[Do this]:
Could you write out every line of the data below again with "retail photo" swapped for "exterior photo", keeping everything else unchanged and omitting the pictures?

[Recorded information]:
# # # #

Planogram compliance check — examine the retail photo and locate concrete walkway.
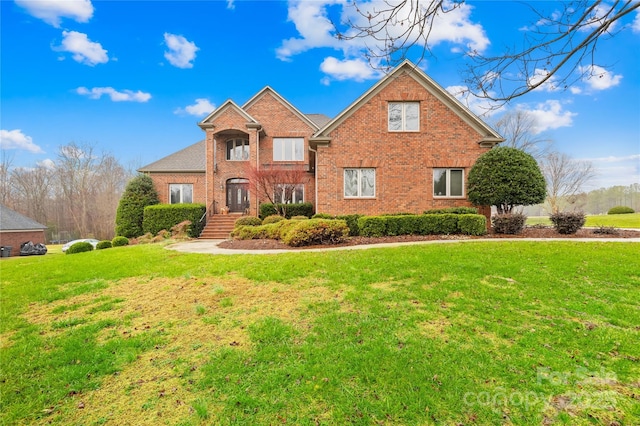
[166,238,640,254]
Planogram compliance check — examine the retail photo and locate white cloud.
[164,33,200,68]
[0,129,44,154]
[54,31,109,66]
[579,65,622,90]
[76,87,151,102]
[174,98,216,117]
[16,0,93,28]
[320,56,380,84]
[445,86,503,118]
[517,100,578,134]
[276,0,489,82]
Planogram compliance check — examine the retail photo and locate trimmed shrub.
[260,203,313,219]
[116,174,160,238]
[233,216,262,228]
[96,240,112,250]
[65,241,93,254]
[458,214,487,235]
[491,213,527,235]
[111,236,129,247]
[335,214,362,237]
[282,219,349,247]
[142,203,205,238]
[549,212,586,234]
[262,214,285,225]
[607,206,635,214]
[358,216,387,237]
[424,207,478,214]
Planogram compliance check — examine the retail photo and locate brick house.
[139,61,503,233]
[0,204,47,257]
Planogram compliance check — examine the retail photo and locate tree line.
[0,143,135,243]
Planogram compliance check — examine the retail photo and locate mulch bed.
[218,226,640,250]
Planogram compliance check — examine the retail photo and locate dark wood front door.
[227,179,249,212]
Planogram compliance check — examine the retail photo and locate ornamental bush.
[262,214,285,225]
[96,240,112,250]
[467,146,546,214]
[491,213,527,235]
[233,216,262,228]
[282,219,349,247]
[549,212,586,234]
[111,236,129,247]
[116,174,160,238]
[143,203,205,238]
[65,241,93,254]
[607,206,635,214]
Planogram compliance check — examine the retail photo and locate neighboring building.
[139,61,503,233]
[0,204,47,256]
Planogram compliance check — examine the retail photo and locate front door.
[227,179,249,212]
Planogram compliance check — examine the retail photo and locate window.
[389,102,420,132]
[169,183,193,204]
[273,184,304,204]
[344,169,376,198]
[227,139,249,161]
[433,169,464,197]
[273,138,304,161]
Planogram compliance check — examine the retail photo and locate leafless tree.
[495,110,553,161]
[246,165,309,216]
[540,152,596,213]
[334,0,640,105]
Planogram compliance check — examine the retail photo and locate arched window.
[227,139,249,161]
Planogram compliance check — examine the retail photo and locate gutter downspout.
[309,146,318,213]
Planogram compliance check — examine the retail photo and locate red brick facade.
[142,62,502,225]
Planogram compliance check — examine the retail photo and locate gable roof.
[312,60,504,145]
[138,140,207,173]
[0,204,47,231]
[198,99,260,129]
[242,86,321,130]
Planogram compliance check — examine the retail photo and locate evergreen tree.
[116,174,160,238]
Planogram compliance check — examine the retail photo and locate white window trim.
[224,138,251,161]
[387,101,420,133]
[273,137,304,162]
[431,167,466,198]
[169,183,194,204]
[342,167,378,200]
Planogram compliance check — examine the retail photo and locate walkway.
[166,238,640,254]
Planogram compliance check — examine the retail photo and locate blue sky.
[0,0,640,188]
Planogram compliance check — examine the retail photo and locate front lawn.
[0,241,640,425]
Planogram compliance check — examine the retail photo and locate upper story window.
[344,169,376,198]
[169,183,193,204]
[389,102,420,132]
[433,169,464,197]
[273,138,304,161]
[227,139,249,161]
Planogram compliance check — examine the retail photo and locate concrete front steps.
[198,213,242,240]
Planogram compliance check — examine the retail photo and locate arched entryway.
[227,178,249,213]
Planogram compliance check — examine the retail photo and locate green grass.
[527,213,640,228]
[0,242,640,425]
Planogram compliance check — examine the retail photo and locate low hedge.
[96,240,113,250]
[358,213,487,237]
[65,241,93,254]
[260,203,313,219]
[607,206,635,214]
[111,235,129,247]
[142,204,205,238]
[549,212,586,234]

# # # #

[Solution to the exercise]:
Planogram compliance check — examine the exterior photo and locate concrete walkway.
[166,238,640,254]
Planogram compliance check — examine the exterior photo and locate white cloud.
[164,33,200,68]
[0,129,44,154]
[54,31,109,66]
[579,65,622,90]
[76,87,151,102]
[174,98,216,117]
[16,0,93,28]
[320,56,380,84]
[445,86,503,118]
[517,100,578,134]
[276,0,489,82]
Planogram compliance check — examine the exterior photo and locate trimmed shrub.
[260,203,313,219]
[116,174,160,238]
[233,216,262,228]
[96,240,112,250]
[65,241,93,254]
[458,214,487,235]
[491,213,527,235]
[111,236,129,247]
[335,214,362,237]
[282,219,349,247]
[142,203,205,238]
[549,212,586,234]
[262,214,285,225]
[607,206,635,214]
[358,216,387,237]
[424,207,478,214]
Planogram compliance check — examine the exterior photo and locate brick house.
[139,61,503,233]
[0,204,47,257]
Planogram compliance check — examine the exterior photo and locate tree line.
[0,143,135,243]
Planogram compliance check — examine the exterior photo and locate mulch bed.
[218,226,640,250]
Planogram compliance check — examine the exterior photo and locate dark wood front door.
[227,179,249,212]
Planogram compliance check — examine the exterior photo and locate ornamental bush.
[262,214,285,225]
[96,240,112,250]
[467,146,546,214]
[491,213,527,235]
[233,216,262,228]
[282,219,349,247]
[549,212,586,234]
[111,236,129,247]
[116,174,160,238]
[143,203,205,238]
[65,241,93,254]
[607,206,635,214]
Planogram compliance check — examine the exterior photo and locate neighboring building.
[139,61,503,233]
[0,204,47,256]
Planogram compliance check — examine the exterior photo and locate front door.
[227,179,249,212]
Planogram compliance check — examine the exterior photo and locate window.
[389,102,420,132]
[169,183,193,204]
[273,184,304,204]
[344,169,376,198]
[227,139,249,161]
[433,169,464,197]
[273,138,304,161]
Planogram compliance check — examine the exterior photo and locate leafless tree.
[495,110,553,161]
[246,165,309,216]
[540,152,596,213]
[334,0,640,105]
Planogram compliance check — examine the exterior photo and locate arched window.
[227,139,249,161]
Planogram compliance check — examine the exterior photo and locate gutter downspout.
[309,146,318,213]
Planogram compliance check — examine the exterior photo and locate red brick facade.
[142,62,502,225]
Planogram compliance check — examine the exterior photo and locate gable roof.
[312,60,504,145]
[138,140,207,173]
[0,204,47,231]
[198,99,260,129]
[242,86,321,130]
Planogram compliance check — examine the exterior photo and locate evergreen tree.
[116,174,160,238]
Planogram compliance check — examine the exterior photo and locate white window trim.
[224,138,251,161]
[387,101,420,133]
[273,137,304,162]
[431,167,466,198]
[169,183,194,204]
[342,167,378,200]
Planogram compliance check — examine the exterior photo and locate walkway.
[166,238,640,254]
Planogram compliance check — examine the exterior photo and locate blue sky.
[0,0,640,188]
Planogram compliance check — examine the exterior photo and locate front lawn.
[0,241,640,425]
Planogram compliance check — examine the exterior photo and locate upper story window.
[344,169,376,198]
[169,183,193,204]
[389,102,420,132]
[433,169,464,197]
[273,138,304,161]
[227,139,249,161]
Planogram compliance check — examine the exterior photo and locate concrete front steps.
[198,213,242,240]
Planogram compliance check — examine the exterior photo and locate arched entryway.
[227,178,249,213]
Planogram compliance check — examine the exterior photo and locate green grass.
[527,213,640,228]
[0,242,640,425]
Planogram compliance check — examine the exterior photo and locate low hedge.
[96,240,113,250]
[358,213,487,237]
[65,241,93,254]
[260,203,313,219]
[607,206,635,214]
[111,235,129,247]
[142,204,205,238]
[549,212,586,234]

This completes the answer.